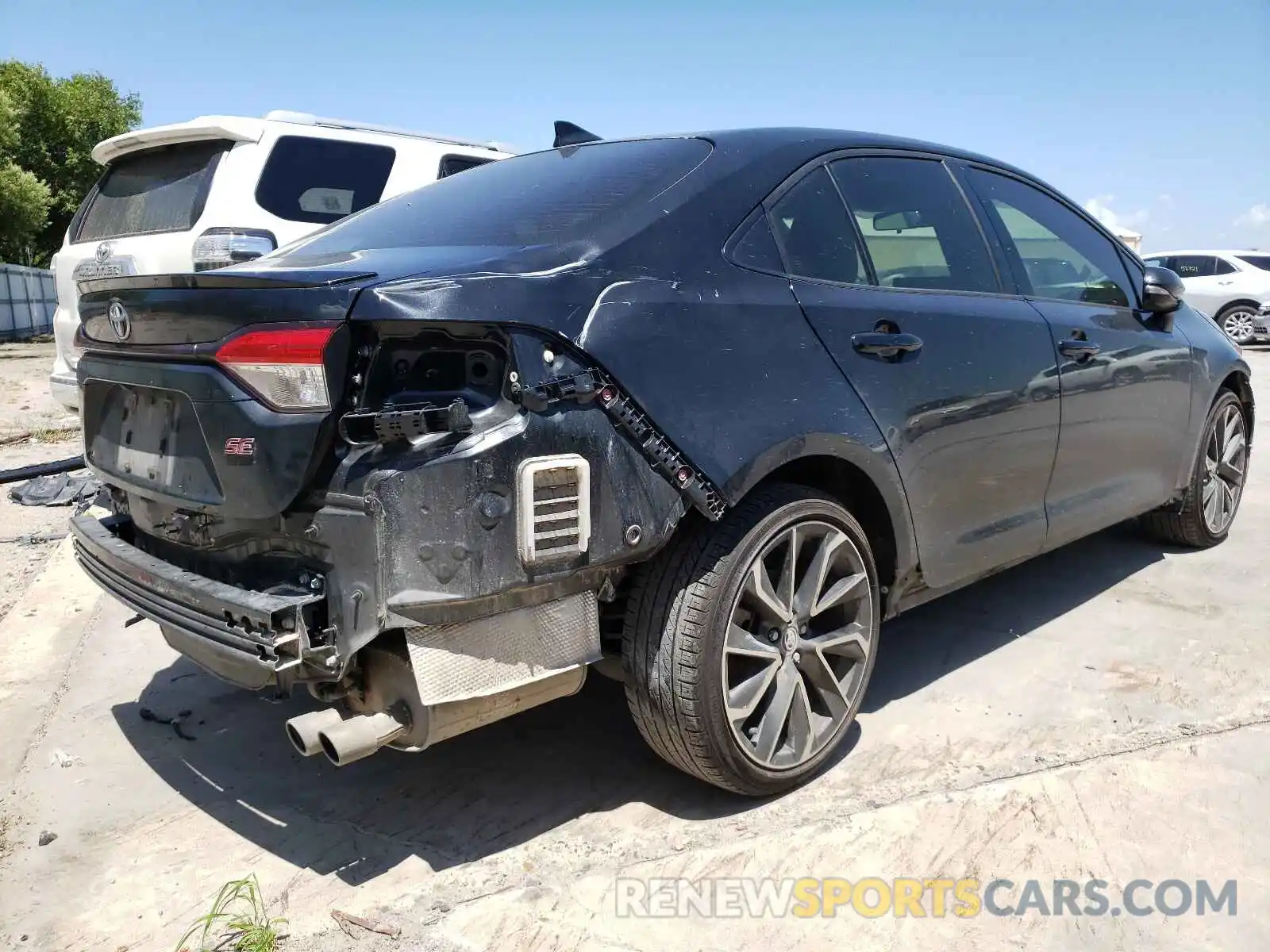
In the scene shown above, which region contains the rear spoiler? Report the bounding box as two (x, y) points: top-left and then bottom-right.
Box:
(551, 119), (603, 148)
(93, 116), (264, 165)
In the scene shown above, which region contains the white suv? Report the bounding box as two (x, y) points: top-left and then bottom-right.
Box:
(51, 112), (510, 409)
(1141, 251), (1270, 344)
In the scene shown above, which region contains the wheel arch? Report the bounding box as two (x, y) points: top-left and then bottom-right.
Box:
(724, 433), (918, 599)
(1175, 360), (1256, 501)
(1210, 370), (1256, 446)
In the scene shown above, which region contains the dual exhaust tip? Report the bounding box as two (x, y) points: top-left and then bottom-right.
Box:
(287, 707), (410, 766)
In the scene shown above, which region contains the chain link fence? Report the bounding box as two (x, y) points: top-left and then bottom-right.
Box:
(0, 264), (57, 341)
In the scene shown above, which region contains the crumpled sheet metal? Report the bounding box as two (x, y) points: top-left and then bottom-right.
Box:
(9, 472), (102, 512)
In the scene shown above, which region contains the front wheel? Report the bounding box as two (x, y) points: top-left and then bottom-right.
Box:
(622, 484), (880, 796)
(1143, 390), (1249, 548)
(1217, 305), (1257, 345)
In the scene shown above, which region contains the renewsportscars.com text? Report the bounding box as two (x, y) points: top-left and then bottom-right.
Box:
(614, 877), (1238, 919)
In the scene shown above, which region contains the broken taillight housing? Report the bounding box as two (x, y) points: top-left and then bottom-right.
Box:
(216, 326), (335, 411)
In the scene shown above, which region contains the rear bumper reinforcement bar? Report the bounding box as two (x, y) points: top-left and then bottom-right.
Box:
(71, 516), (322, 674)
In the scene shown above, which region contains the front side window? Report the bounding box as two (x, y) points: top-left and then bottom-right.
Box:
(256, 136), (396, 225)
(830, 157), (1001, 294)
(1171, 255), (1217, 278)
(969, 169), (1137, 307)
(770, 165), (868, 284)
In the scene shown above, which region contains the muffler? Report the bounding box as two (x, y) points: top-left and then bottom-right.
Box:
(287, 707), (344, 757)
(318, 711), (410, 766)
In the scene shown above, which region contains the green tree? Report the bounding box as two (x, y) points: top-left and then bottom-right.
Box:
(0, 60), (141, 267)
(0, 89), (52, 264)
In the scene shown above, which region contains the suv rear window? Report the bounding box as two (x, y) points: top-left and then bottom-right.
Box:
(1236, 255), (1270, 271)
(71, 140), (233, 241)
(256, 136), (396, 225)
(274, 138), (713, 258)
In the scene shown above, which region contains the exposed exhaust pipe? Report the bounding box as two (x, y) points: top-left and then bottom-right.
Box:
(314, 711), (410, 766)
(287, 707), (344, 757)
(294, 647), (587, 766)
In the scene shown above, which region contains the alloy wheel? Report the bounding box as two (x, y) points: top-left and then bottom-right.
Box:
(722, 520), (875, 770)
(1203, 406), (1249, 536)
(1222, 307), (1256, 344)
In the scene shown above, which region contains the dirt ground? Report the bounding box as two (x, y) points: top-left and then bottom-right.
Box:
(0, 343), (80, 618)
(0, 353), (1270, 952)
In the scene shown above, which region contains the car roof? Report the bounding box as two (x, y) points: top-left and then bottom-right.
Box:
(602, 125), (1037, 180)
(1141, 248), (1270, 258)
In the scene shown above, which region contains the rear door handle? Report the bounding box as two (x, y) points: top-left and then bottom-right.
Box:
(851, 332), (922, 357)
(1058, 340), (1103, 360)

Task prompt:
Reproduce all of the data above word for word, leaving out the pictures.

Complete output:
In the scene shown above, which region contains the rear spoiler? Report the bounding box as two (x, y) points: top-left and then bottom-right.
Box:
(551, 119), (603, 148)
(93, 116), (264, 165)
In the scene shown above, which region contains the white suv? Report the bounding box as two (x, y) points: top-left and then bottom-right.
Box:
(51, 112), (510, 409)
(1141, 251), (1270, 344)
In the scene shown above, which region contains the wheel arch? Report the bounding box as two (x, y) points: top-left and then bottom-right.
Box:
(724, 433), (918, 599)
(1175, 360), (1256, 501)
(1210, 370), (1256, 446)
In the scene shown above, which region contains the dual exhaust tip? Report the bounding box as two (x, y) points: top-left and then bottom-right.
Box:
(287, 707), (410, 766)
In the scene shown above, which region contains the chain link fence? Report the bounding box as two (x, y) points: top-left and then bottom-right.
Box:
(0, 264), (57, 341)
In the scene shown above, which region contains the crumpled sheet metal? Report the bounding box as two (x, y) points: top-left and then bottom-right.
Box:
(9, 472), (102, 512)
In the scene shown above, which region contains the front wheel? Report the bounding box as two (x, y) points: top-left and then bottom-right.
Box:
(622, 484), (880, 796)
(1143, 390), (1249, 548)
(1217, 305), (1257, 345)
In the scene shown above, which region contains the renewsportscars.com text? Report the bounding box as two (x, y) points: top-left and then bottom-right.
Box:
(614, 877), (1238, 919)
In the scene shown above, which region contains the broken taillight housing? Report the bounding box as two (x, y) points: top-left and then bottom-right.
Box:
(216, 326), (335, 411)
In the scene shown above, which region contains the rear bumper reinforcement bar? Report the bounding box as two (x, y) points: top-left and then bottom-right.
Box:
(71, 516), (322, 674)
In the scene shown above, which region contains the front side window? Report the bounding box as two (x, y) points: top-left and then bottom-right.
Box:
(256, 136), (396, 225)
(830, 157), (1001, 294)
(1171, 255), (1217, 278)
(969, 169), (1137, 307)
(770, 165), (868, 284)
In the scene shown above, which region contains the muffler? Report the bounding box as two (x, y) points: top-left and then bottom-right.
Box:
(287, 707), (344, 757)
(318, 711), (410, 766)
In the scene shown above, which region contains the green tree? Report the bounding box as two (x, y) points: top-left and then bottom-right.
Box:
(0, 60), (141, 267)
(0, 89), (52, 264)
In the scene shown above, which region contains the suv rear window? Report the bounding box as two (x, y) points: top-left and then bottom-right.
Box:
(1236, 255), (1270, 271)
(71, 140), (233, 241)
(256, 136), (396, 225)
(274, 138), (713, 258)
In the scene shown above, which region contains the exposed exhaust pipe? Report the bounding box as two (x, y) points: top-left and then bottom-right.
Box:
(314, 711), (410, 766)
(287, 707), (344, 757)
(294, 647), (587, 766)
In the scene shown above, which region contains the alloy wheel? Report the bounding box as two (x, y) points: top-left and then bottom-right.
Box:
(722, 520), (875, 770)
(1203, 406), (1249, 536)
(1222, 307), (1256, 344)
In the scene shown above, which region contains the dirt ground? Report the bounding box as two (x, y) points: top-left and then bottom-right.
Box:
(0, 343), (80, 618)
(0, 353), (1270, 952)
In the scene shown above, which region contains the car roof? Report the bounding box as two (x, y) points: top-left and then bottom-right.
Box:
(602, 125), (1037, 180)
(1141, 248), (1270, 258)
In the scene shown above, which region contains the rear door handle? Report the bounding box as two (x, y) points: top-left and then bottom-right.
Box:
(851, 332), (922, 357)
(1058, 340), (1103, 360)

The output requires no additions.